Copy the entries below word for word, starting at the line that contains "stainless steel panel." and ending at the line that contains "671,391,746,436", both included.
━━ INFORMATION SHOWN
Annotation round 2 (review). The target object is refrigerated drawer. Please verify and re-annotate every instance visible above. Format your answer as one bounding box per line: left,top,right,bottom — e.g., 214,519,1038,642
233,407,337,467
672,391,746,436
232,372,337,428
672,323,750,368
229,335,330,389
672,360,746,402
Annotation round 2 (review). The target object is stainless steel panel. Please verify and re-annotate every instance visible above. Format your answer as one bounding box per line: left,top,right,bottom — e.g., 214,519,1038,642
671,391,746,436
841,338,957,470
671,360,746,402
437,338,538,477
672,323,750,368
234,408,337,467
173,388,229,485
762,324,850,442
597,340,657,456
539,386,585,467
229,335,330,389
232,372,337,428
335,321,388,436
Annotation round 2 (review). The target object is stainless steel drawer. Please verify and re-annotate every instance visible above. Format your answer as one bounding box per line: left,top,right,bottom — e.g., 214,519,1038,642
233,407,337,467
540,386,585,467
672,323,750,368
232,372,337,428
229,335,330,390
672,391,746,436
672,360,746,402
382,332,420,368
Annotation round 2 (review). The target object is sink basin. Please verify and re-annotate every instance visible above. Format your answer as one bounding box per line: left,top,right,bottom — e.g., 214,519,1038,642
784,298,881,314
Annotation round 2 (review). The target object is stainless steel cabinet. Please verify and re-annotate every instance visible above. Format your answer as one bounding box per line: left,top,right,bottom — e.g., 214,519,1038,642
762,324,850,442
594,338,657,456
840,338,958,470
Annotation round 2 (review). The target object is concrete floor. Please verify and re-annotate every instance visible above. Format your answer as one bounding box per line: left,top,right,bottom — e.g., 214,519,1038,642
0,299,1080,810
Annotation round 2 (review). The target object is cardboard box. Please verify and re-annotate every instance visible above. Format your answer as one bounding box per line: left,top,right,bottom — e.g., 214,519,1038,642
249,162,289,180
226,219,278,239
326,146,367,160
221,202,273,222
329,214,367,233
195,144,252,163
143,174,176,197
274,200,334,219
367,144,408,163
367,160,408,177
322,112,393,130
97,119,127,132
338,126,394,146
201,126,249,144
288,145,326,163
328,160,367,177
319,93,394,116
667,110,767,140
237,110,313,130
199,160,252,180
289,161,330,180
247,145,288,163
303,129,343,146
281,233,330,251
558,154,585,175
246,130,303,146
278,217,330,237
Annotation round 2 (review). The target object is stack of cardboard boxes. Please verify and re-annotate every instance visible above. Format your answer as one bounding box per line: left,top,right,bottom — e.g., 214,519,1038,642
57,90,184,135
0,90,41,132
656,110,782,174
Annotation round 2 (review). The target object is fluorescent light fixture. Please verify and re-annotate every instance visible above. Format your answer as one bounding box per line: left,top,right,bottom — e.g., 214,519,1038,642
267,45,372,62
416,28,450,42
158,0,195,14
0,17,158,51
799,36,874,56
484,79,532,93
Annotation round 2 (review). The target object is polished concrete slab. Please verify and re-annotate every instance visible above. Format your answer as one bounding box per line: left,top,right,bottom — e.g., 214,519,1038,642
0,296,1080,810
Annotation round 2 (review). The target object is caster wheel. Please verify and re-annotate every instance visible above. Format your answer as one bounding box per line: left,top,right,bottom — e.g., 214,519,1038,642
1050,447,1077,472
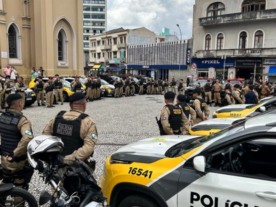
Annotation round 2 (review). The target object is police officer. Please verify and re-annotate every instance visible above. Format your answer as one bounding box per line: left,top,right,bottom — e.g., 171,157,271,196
43,93,98,161
192,88,210,124
176,95,196,126
0,93,33,201
15,77,26,109
222,88,235,106
71,76,82,93
44,77,55,108
203,80,212,106
84,76,93,101
233,84,244,104
147,78,151,95
160,91,189,135
113,78,120,98
34,76,45,106
171,78,176,93
158,78,163,95
54,74,63,105
178,79,185,94
213,80,222,106
125,77,130,97
163,79,169,93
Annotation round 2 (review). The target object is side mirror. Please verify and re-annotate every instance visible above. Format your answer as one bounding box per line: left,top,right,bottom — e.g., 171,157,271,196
260,106,266,112
193,156,206,175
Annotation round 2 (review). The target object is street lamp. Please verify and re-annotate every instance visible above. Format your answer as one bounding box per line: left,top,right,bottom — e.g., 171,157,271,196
176,24,182,80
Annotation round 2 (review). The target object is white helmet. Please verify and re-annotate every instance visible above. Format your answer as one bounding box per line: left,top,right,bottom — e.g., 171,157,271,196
27,135,64,168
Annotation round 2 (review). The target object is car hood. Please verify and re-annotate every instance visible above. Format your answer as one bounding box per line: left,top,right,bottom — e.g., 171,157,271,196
111,135,199,163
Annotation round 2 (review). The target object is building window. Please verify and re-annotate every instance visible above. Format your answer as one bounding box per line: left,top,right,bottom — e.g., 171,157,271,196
205,35,211,50
217,33,224,50
207,3,225,17
8,25,18,58
254,30,264,48
242,0,266,12
239,32,247,49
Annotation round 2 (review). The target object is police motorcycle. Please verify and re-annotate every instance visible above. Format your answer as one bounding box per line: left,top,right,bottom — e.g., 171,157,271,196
27,135,107,207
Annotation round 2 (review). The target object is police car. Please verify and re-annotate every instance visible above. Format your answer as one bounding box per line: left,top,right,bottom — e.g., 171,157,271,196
100,114,276,207
213,97,276,118
189,118,245,136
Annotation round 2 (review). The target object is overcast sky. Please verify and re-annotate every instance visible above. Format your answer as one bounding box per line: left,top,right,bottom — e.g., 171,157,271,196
107,0,195,39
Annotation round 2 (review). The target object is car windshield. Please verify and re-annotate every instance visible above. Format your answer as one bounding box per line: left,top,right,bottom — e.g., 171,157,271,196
166,121,245,157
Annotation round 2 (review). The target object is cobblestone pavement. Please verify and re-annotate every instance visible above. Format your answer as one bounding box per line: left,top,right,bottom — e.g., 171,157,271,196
23,95,216,200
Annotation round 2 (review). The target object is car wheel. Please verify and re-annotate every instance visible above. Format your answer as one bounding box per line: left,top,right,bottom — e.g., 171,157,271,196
119,195,158,207
63,92,68,101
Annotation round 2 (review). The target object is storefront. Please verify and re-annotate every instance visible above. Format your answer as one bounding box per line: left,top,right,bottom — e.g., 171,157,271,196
236,58,263,80
191,58,235,79
127,65,187,80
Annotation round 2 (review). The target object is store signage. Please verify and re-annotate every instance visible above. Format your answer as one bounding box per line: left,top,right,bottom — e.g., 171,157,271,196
236,58,262,68
186,48,191,65
192,58,235,68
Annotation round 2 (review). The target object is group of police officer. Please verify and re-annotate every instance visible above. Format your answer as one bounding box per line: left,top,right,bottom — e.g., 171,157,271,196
0,92,98,206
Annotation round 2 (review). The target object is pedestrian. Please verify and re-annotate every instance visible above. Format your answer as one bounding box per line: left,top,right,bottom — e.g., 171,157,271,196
192,88,210,124
233,84,245,104
0,94,34,206
34,76,45,106
4,65,11,78
43,93,98,162
44,77,55,108
71,76,82,93
160,91,189,135
213,80,222,106
15,77,27,109
84,75,93,102
245,85,258,104
53,74,64,105
203,80,213,106
222,87,235,106
176,94,196,126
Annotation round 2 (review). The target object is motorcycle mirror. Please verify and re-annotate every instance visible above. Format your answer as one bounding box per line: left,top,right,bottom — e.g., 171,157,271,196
39,190,52,206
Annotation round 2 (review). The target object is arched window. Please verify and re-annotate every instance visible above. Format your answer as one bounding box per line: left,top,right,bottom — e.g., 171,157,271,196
217,33,224,50
207,3,225,17
239,32,247,49
205,35,212,50
242,0,266,12
254,30,264,48
8,25,18,58
58,29,67,62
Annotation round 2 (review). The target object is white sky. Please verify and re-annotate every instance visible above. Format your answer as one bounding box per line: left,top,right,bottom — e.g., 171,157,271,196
107,0,195,39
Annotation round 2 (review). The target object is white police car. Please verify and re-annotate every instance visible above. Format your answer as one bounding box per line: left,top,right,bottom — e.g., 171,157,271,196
100,114,276,207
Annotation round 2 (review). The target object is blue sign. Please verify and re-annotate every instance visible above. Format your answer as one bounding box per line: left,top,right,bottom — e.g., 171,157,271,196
192,58,235,68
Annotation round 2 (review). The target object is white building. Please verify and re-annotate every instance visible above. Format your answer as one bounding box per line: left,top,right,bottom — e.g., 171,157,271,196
83,0,107,70
192,0,276,79
89,27,156,73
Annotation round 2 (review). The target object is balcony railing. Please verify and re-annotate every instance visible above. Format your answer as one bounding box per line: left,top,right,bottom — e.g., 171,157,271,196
199,9,276,26
195,48,276,58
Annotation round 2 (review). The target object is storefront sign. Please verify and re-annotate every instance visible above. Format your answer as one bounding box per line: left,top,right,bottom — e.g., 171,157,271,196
236,58,262,68
263,59,276,65
192,58,235,68
186,48,191,65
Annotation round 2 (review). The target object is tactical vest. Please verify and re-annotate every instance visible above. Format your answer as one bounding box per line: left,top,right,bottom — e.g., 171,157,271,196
53,111,88,156
46,83,55,93
36,81,44,91
204,83,212,92
193,98,206,118
55,80,62,89
85,80,92,88
0,111,23,154
74,82,82,92
166,105,182,131
176,103,191,119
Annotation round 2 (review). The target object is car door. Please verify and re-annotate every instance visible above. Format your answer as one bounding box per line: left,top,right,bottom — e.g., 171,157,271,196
177,147,276,207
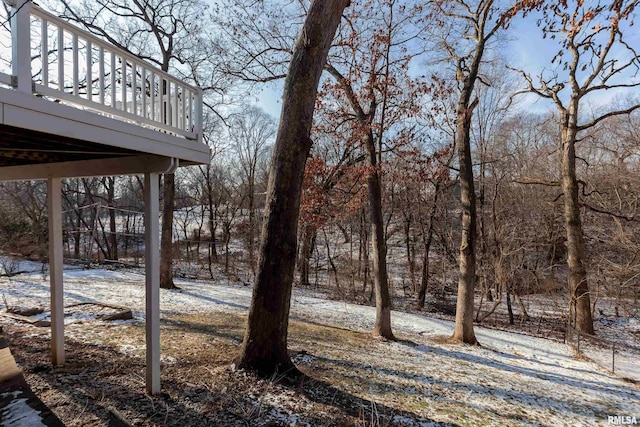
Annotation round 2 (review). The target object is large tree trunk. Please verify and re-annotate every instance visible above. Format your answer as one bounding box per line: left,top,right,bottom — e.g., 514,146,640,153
562,109,595,335
160,173,178,289
367,133,395,340
451,95,478,344
238,0,349,376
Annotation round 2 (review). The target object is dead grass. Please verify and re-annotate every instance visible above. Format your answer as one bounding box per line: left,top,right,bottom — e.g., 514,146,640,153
5,313,448,427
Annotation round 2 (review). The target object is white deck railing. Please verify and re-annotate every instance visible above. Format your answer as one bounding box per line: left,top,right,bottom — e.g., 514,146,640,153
0,0,202,141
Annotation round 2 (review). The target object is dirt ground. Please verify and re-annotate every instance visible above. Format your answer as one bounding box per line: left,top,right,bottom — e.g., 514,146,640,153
4,314,424,427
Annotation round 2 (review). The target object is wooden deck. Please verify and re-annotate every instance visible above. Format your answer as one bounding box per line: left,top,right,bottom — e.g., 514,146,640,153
0,0,210,396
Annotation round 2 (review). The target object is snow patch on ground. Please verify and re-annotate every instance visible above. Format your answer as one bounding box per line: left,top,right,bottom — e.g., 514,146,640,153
0,269,640,426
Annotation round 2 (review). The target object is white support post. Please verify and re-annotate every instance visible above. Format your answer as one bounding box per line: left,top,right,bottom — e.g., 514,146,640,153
144,173,160,394
47,178,64,366
11,0,32,93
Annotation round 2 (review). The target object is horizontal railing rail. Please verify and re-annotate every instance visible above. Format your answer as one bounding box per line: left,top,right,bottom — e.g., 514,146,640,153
0,0,202,141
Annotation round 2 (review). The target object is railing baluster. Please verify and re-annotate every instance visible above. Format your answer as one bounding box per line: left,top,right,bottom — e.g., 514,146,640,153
131,62,138,116
7,0,33,93
109,51,118,108
140,67,148,118
180,86,189,130
171,82,180,127
23,0,202,139
98,46,104,105
71,34,80,96
149,71,156,120
58,27,64,92
187,91,194,132
158,76,169,125
120,56,127,113
40,18,49,87
86,40,93,101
━━━━
### ANSWER TO THIS PROBLEM
Annotation round 2 (review). The target object is stainless steel panel. Please verify and re-annotate every instance visible above. Format your answer as one bounding box per line: left,top,right,bottom — e.g., 214,519,1038,642
671,391,746,436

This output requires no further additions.